• [Short task]
Transcribe all records exactly.

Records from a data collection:

------------------------------------

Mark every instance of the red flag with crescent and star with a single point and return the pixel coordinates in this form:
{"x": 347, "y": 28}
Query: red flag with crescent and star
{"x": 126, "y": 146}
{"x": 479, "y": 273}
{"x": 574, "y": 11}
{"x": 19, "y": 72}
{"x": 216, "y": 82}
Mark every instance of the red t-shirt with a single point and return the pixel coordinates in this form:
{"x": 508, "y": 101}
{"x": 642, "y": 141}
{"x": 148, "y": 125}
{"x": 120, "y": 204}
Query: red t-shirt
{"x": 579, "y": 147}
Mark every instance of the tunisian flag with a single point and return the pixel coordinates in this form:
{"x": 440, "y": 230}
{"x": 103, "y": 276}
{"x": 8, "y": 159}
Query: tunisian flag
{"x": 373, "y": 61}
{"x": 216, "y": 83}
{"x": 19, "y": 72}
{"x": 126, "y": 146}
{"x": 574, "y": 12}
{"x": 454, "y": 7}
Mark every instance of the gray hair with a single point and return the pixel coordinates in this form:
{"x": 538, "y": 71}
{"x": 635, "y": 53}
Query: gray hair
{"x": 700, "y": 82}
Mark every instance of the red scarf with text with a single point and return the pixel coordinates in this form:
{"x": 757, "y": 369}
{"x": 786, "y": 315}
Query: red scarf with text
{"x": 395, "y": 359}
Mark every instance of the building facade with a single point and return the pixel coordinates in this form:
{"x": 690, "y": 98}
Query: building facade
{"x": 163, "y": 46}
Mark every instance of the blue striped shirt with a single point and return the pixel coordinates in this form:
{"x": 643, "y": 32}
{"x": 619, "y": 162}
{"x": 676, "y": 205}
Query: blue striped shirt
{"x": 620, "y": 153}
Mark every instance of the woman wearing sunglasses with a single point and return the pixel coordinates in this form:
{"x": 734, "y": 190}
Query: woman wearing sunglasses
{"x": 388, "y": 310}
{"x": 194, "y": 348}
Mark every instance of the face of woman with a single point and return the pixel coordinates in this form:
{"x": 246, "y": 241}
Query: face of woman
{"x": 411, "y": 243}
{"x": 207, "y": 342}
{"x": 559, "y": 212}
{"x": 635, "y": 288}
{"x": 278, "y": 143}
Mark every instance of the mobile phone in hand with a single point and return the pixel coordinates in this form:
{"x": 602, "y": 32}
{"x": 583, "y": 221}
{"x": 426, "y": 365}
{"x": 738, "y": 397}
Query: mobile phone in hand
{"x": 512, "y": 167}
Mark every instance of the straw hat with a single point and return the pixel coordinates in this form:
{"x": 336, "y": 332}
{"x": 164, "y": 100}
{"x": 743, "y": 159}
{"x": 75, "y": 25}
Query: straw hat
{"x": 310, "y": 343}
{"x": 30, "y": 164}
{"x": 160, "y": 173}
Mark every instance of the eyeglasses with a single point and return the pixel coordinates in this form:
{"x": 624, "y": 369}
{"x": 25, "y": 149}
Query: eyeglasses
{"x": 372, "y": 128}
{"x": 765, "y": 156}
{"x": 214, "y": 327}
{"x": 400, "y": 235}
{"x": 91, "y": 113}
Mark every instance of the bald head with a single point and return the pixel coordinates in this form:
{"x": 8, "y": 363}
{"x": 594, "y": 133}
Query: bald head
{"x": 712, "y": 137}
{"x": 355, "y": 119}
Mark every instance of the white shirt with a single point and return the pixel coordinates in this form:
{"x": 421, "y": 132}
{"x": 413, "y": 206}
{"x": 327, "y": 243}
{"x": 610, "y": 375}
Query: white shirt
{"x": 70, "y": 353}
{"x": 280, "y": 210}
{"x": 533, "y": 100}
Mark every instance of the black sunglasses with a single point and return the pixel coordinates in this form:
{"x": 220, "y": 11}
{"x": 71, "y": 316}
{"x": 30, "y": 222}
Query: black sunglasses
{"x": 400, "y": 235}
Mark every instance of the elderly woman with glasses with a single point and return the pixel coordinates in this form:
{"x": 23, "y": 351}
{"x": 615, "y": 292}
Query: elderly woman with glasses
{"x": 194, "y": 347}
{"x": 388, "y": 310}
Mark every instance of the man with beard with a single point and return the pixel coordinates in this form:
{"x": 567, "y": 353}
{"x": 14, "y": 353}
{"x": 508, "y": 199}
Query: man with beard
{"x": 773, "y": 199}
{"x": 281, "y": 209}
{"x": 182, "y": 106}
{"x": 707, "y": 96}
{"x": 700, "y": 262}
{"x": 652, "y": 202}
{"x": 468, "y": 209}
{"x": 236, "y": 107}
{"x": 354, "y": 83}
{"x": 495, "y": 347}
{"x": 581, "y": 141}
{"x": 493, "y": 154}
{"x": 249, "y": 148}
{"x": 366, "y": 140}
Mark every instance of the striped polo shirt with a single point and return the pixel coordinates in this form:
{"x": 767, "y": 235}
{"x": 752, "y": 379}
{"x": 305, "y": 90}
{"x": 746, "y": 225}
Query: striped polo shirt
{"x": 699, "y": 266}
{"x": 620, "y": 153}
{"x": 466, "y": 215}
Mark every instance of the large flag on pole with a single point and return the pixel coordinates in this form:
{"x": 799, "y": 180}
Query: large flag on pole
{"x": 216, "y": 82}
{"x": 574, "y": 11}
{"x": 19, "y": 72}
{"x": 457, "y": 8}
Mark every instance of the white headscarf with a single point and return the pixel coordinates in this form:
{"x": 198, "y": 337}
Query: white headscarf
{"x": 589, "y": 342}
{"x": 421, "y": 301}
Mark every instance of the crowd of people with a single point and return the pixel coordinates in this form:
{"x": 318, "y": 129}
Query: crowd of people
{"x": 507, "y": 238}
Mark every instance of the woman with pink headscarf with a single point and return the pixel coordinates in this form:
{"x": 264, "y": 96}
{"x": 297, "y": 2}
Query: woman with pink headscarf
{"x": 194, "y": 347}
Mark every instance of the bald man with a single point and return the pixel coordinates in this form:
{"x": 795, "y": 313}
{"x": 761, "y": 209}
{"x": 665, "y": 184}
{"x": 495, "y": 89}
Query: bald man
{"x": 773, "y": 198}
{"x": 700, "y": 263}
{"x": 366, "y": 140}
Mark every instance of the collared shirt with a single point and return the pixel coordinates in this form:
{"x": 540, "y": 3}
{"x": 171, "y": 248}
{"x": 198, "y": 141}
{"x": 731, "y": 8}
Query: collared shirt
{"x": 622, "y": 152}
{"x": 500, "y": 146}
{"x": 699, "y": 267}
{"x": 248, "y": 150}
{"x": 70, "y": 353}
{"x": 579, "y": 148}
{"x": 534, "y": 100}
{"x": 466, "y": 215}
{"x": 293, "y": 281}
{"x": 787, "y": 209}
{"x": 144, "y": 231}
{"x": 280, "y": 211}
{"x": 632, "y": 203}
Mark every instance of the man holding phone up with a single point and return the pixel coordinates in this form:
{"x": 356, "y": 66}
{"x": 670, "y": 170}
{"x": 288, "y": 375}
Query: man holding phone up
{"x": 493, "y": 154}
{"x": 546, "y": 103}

------------------------------------

• [Exercise solution]
Mark every instance of the red flag with crescent and star with a single point and return the pixel coordinates in this form:
{"x": 347, "y": 28}
Query: red flag with crescent and star
{"x": 126, "y": 146}
{"x": 479, "y": 273}
{"x": 574, "y": 11}
{"x": 19, "y": 72}
{"x": 216, "y": 82}
Mark every instance of the red t-shirt with a single point and return the pixel coordinates in this form:
{"x": 508, "y": 101}
{"x": 642, "y": 141}
{"x": 148, "y": 125}
{"x": 120, "y": 204}
Query: red t-shirt
{"x": 579, "y": 147}
Mark every instance of the tunisian flag with a single point and return the pixel coordinates in this form:
{"x": 440, "y": 230}
{"x": 103, "y": 276}
{"x": 8, "y": 159}
Query: tunisian flag
{"x": 373, "y": 61}
{"x": 216, "y": 83}
{"x": 19, "y": 72}
{"x": 126, "y": 146}
{"x": 574, "y": 12}
{"x": 454, "y": 7}
Mark every instance of the gray hair with a single point and return the pixel coordinates in this form:
{"x": 538, "y": 71}
{"x": 635, "y": 53}
Query: gray hair
{"x": 700, "y": 82}
Mark every instance of the red scarf with text with a single point and return the pixel coordinates in this form:
{"x": 757, "y": 369}
{"x": 786, "y": 315}
Query: red scarf with text
{"x": 395, "y": 359}
Mark every instance of the building facade with a single point and return the pixel coordinates in this form:
{"x": 690, "y": 98}
Query: building facade
{"x": 163, "y": 46}
Mark every instance of the blue striped shirt with a single point and return the pixel coordinates in this form:
{"x": 643, "y": 32}
{"x": 619, "y": 162}
{"x": 676, "y": 205}
Query: blue striped shirt
{"x": 620, "y": 153}
Mark every instance of the woman wearing sunglasses with a single point and return the pixel coordinates in this form:
{"x": 734, "y": 190}
Query: woman wearing sunglasses
{"x": 388, "y": 310}
{"x": 194, "y": 348}
Mark every instance of the face of woman with a single point and return the pixel coordinates in this form:
{"x": 246, "y": 241}
Query: face of woman
{"x": 411, "y": 243}
{"x": 207, "y": 342}
{"x": 559, "y": 212}
{"x": 635, "y": 288}
{"x": 278, "y": 143}
Mark every instance of the mobile phone in hand with a single point and return the pixel coordinates in this form:
{"x": 602, "y": 32}
{"x": 583, "y": 221}
{"x": 426, "y": 365}
{"x": 738, "y": 397}
Query: mobile phone in hand
{"x": 512, "y": 167}
Mark every instance of the straw hat with a single point and return the pixel coordinates in this form:
{"x": 336, "y": 332}
{"x": 164, "y": 100}
{"x": 743, "y": 159}
{"x": 75, "y": 25}
Query: straw hat
{"x": 310, "y": 343}
{"x": 30, "y": 164}
{"x": 160, "y": 173}
Mark every instance of the eyeglasses with a single point and return the pixel coordinates in this form:
{"x": 624, "y": 369}
{"x": 25, "y": 149}
Query: eyeglasses
{"x": 372, "y": 128}
{"x": 765, "y": 156}
{"x": 214, "y": 327}
{"x": 400, "y": 235}
{"x": 91, "y": 113}
Mark every instance of the bald head with a single point and return the pixel coordinates in this form:
{"x": 8, "y": 363}
{"x": 594, "y": 133}
Query: bald head
{"x": 712, "y": 137}
{"x": 355, "y": 119}
Mark every instance of the white shirt with a single point and return the pixel coordinates in this form:
{"x": 421, "y": 132}
{"x": 413, "y": 206}
{"x": 327, "y": 243}
{"x": 610, "y": 375}
Query: white shirt
{"x": 70, "y": 353}
{"x": 280, "y": 210}
{"x": 533, "y": 100}
Mark every instance of the black sunglasses with a single point and return the pixel coordinates in this form:
{"x": 220, "y": 11}
{"x": 71, "y": 316}
{"x": 30, "y": 222}
Query: black sunglasses
{"x": 400, "y": 235}
Mark every instance of the elderly woman with glasses with a single point and return the pixel coordinates in this form:
{"x": 23, "y": 351}
{"x": 615, "y": 292}
Query: elderly woman with glasses
{"x": 194, "y": 347}
{"x": 388, "y": 310}
Mark every instance of the man with beard with a single point and return the pixel coordinates in this form:
{"x": 567, "y": 353}
{"x": 14, "y": 353}
{"x": 508, "y": 199}
Query: man with beard
{"x": 773, "y": 199}
{"x": 281, "y": 209}
{"x": 182, "y": 106}
{"x": 707, "y": 96}
{"x": 700, "y": 262}
{"x": 652, "y": 202}
{"x": 468, "y": 209}
{"x": 236, "y": 107}
{"x": 354, "y": 83}
{"x": 495, "y": 347}
{"x": 581, "y": 141}
{"x": 493, "y": 154}
{"x": 249, "y": 148}
{"x": 366, "y": 140}
Mark every instance of the striped polo shirt with a single point and return the pixel coordinates in this form:
{"x": 767, "y": 235}
{"x": 752, "y": 379}
{"x": 305, "y": 90}
{"x": 746, "y": 225}
Query: striped polo shirt
{"x": 699, "y": 266}
{"x": 620, "y": 153}
{"x": 466, "y": 215}
Mark every instance of the large flag on pole with a single point and return the pixel coordinates in this form:
{"x": 799, "y": 180}
Query: large flag on pole
{"x": 216, "y": 82}
{"x": 574, "y": 11}
{"x": 19, "y": 72}
{"x": 457, "y": 8}
Mark every instance of the white headscarf with a single point and return the pixel coordinates in this form:
{"x": 198, "y": 337}
Query: white headscarf
{"x": 589, "y": 342}
{"x": 421, "y": 301}
Mark every instance of the crowd of people with a single point and return the pixel coordinates in this form:
{"x": 318, "y": 129}
Query: crowd of people
{"x": 507, "y": 238}
Mark every instance of the woman with pink headscarf with a single point and return the pixel coordinates in this form:
{"x": 264, "y": 96}
{"x": 297, "y": 2}
Query: woman with pink headscarf
{"x": 194, "y": 347}
Mark every instance of the bald man with a single point and return the pixel coordinates in this form:
{"x": 795, "y": 313}
{"x": 761, "y": 209}
{"x": 665, "y": 184}
{"x": 495, "y": 89}
Query: bald man
{"x": 773, "y": 198}
{"x": 700, "y": 263}
{"x": 366, "y": 140}
Mark every instance of the collared shirt with a single point and return the pixel coordinates in this form:
{"x": 540, "y": 3}
{"x": 171, "y": 248}
{"x": 198, "y": 141}
{"x": 731, "y": 8}
Query: collared shirt
{"x": 622, "y": 152}
{"x": 500, "y": 146}
{"x": 699, "y": 267}
{"x": 248, "y": 150}
{"x": 70, "y": 353}
{"x": 579, "y": 148}
{"x": 534, "y": 100}
{"x": 466, "y": 215}
{"x": 293, "y": 281}
{"x": 787, "y": 209}
{"x": 144, "y": 231}
{"x": 280, "y": 211}
{"x": 632, "y": 203}
Mark every instance of the man holding phone up with a single point and return the pixel coordinates in this form:
{"x": 356, "y": 66}
{"x": 670, "y": 170}
{"x": 288, "y": 375}
Query: man holding phone up
{"x": 493, "y": 154}
{"x": 546, "y": 103}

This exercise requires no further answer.